**** SELECTED EXTRACT ****
Seeing so much deception in the world can be very disheartening. Yet, there is an upside to it, too. Yep, an upside. It makes me more grateful than ever that I can see as clearly as I can. Am I saying I cannot be deceived? No. But I am saying that I know the One who is never deceived and He gives me insight as to what is really going on in the world.

I am grateful for the Creator’s Word…both the written and the Living. I am grateful for His Spirit that lives inside me, leading me and guiding me even when I am not aware of it and helping me to understand His written word…the bible. I am grateful for His Messiah who took care of the problem of darkness within me…my own evil and propensity to do wrong things.

There are those who have wronged me in the past. I have forgiven them. There are those who, I believe, are wronging me in the present. I forgive them. Does that mean I am unaffected? No. But the effects are lessened by the understanding the Spirit gives me.

When I look at the world through the eyes of my Creator, I see a lost world. The greatest darkness and deception are not from those in the world toward the rest of us. No, it is a deception that the deceivers themselves are caught up in. And that causes me to pity them.

Those attempting (and being very successful with many) to deceive us are themselves deceived. They do not see the Truth about the bigger plan our Creator has for this world. They think they are gaining power and have wealth to make them better than the rest of us, but they only have and do what they are allowed by our Creator to have and do.

Our Creator has a bigger plan of redemption for this world. He will make it brand new. But before that time, there will continue to be a battle between Light and dark, between Good and evil, between our spiritual adversary and us. But I know who wins. In the end, it is US through the Spirit of our Creator. Messiah has ALREADY won the battle over death and sin, but we need to walk that out in our lives.
**** SOURCE MATERIAL ****
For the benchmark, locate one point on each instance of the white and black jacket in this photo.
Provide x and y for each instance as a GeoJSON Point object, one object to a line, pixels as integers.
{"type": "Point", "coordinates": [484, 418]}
****
-- EXERCISES --
(1) In the reflection on deception, which opposing pairs does the final paragraph name as sides of the ongoing battle?
(2) Go on with the reflection on deception after its last sentence.
The listing plays no part here.

-- ANSWERS TO THE TASKS --
(1)
- Light and dark
- Good and evil
- our spiritual adversary and us

(2)
I truly wish I did a much better job of that, but I am entrusting my spiritual well-being to my Creator. He knows my frame and that I am merely dust. Yet, He takes that dust and raises up out of it human beings made in His image. He makes beauty and love and all good things possible.

I cannot choose what happens to me in life, but I CAN choose my response to it. And I choose to worship my Creator and to walk in His ways as best I can out of love and gratitude and respect for Who He is.

So, when I see all the deceptions and I am tempted to be frustrated…or worse, afraid…I look to Him. I am comforted by the prophecies where He has spelled out for us what has happened, is happening now and will happen. I do not need to fear the future. He holds that in His capable hands. I need not fear the now, for He is working something good out of it.

I see the Light shining in the midst of the darkness. I see Messiah Yeshua (Jesus) coming. I also see a time of great trouble on the horizon before He comes back. But I know I am OK in the here and now. And I will be OK in the midst of the coming troubles because He will be here with me. Yeshua promised to never leave or forsake us and He is not a liar.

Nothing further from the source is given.